# DeVilbiss GB5000-2



## DanHalen (Sep 22, 2013)

My wife had an uncle that bought a Devilbiss generator (GB5000-2) years ago that she recently inherited. When we got it the fuel system was completely trashed needing a new fuel tank, fuel lines, carb rebuild, and fuel pump. After replacing the fuel system she now runs great. I just got this thing running yesterday. I went out into the garage earlier this evening and noticed a small oil puddle underneath the fuel pump. 

The new fuel pump does not bolt up like the old unit and I had to make some modifications to secure it from moving around. I used zip ties and secured it to the frame. The new fuel pump is now positioned lower than the crankcase vent and I believe it is sucking oil out of the vent from the crankcase. Would the fuel pump being lower than the crankcase vent siphon oil out of the crankcase into the fuel pump? 

Tomorrow if I have time I plan to find another home for the fuel pump and try to put it up a little higher closer to where the original fuel pump was mounted. This leads me to the next question, can I flush out the fuel pump with fresh gas to clean out the oil? I'm hoping to avoid buying another new fuel pump. Thanks in advance for your help.

NOTE: The original fuel pump part number was: 
692026 and the new fuel pump part number is: 799056


----------



## aandpdan (Oct 8, 2012)

There's a good chance that the new pump being lower is the problem. The fuel pump works by vacuum pulses.

Relocate it if you can OR you can still get the original 692026 pump (Ebay has them) and put it back as it was.

▸ **Recorded data**
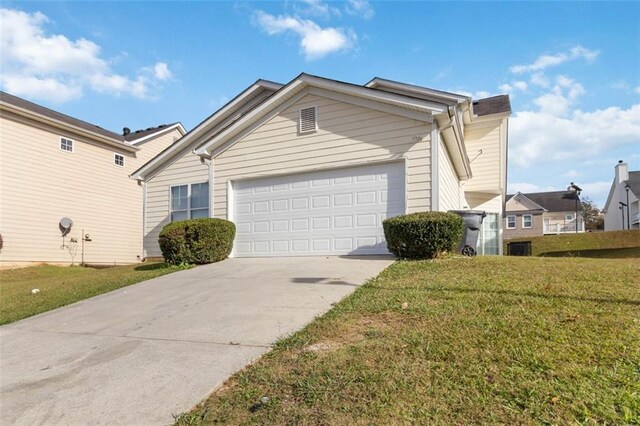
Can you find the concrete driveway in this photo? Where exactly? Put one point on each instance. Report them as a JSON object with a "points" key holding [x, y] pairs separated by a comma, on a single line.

▸ **Required task A**
For the DeVilbiss GB5000-2 thread, say whether each statement agrees with it. Answer yes or no for each, and quote the words that decide it.
(i) The new fuel pump bolted up the same way as the old one.
(ii) The new pump was fastened to the frame with zip ties.
(iii) The reply says the original 692026 pump can still be bought on Ebay.
▸ **Required task B**
Carry on the DeVilbiss GB5000-2 thread from where it stops.
None of the lines above is needed for this.

▸ **Expected answer A**
(i) No: "The new fuel pump does not bolt up like the old unit"
(ii) Yes: "I used zip ties and secured it to the frame."
(iii) Yes: "you can still get the original 692026 pump (Ebay has them)"

▸ **Expected answer B**
----------



## DanHalen (Sep 22, 2013)

Ok aandpdan that's what I was thinking. I relocated the fuel pump basically in the same spot as the old fuel pump and gave it a test run. It started the first pull and I let it run for 30 minutes. It ran smooth as silk and I ran a few tests on it. I'm getting right around 120 V on the 120 side and 240 V on the 240 side. I'm thinking about getting a transfer switch so with that in mind what would you recommend? I was thinking about going to Lowe's to pick one up. Would this guy work? (Shop Reliance 10-Circuit Transfer Switch Kit with 30-Amp Inlet Box at Lowes.com)

I would like to have the option to upgrade to a larger generator in the future and not have to worry about replacing my transfer switch.


----------



## aandpdan (Oct 8, 2012)

Depending upon what circuit breaker panel you have I'd suggest an interlock. If you can get one from the panel manufacturer they're very inexpensive. Mine was less than $40.

One advantage is that you can choose ANY circuit in the house to run. Yes, you still have to watch the load.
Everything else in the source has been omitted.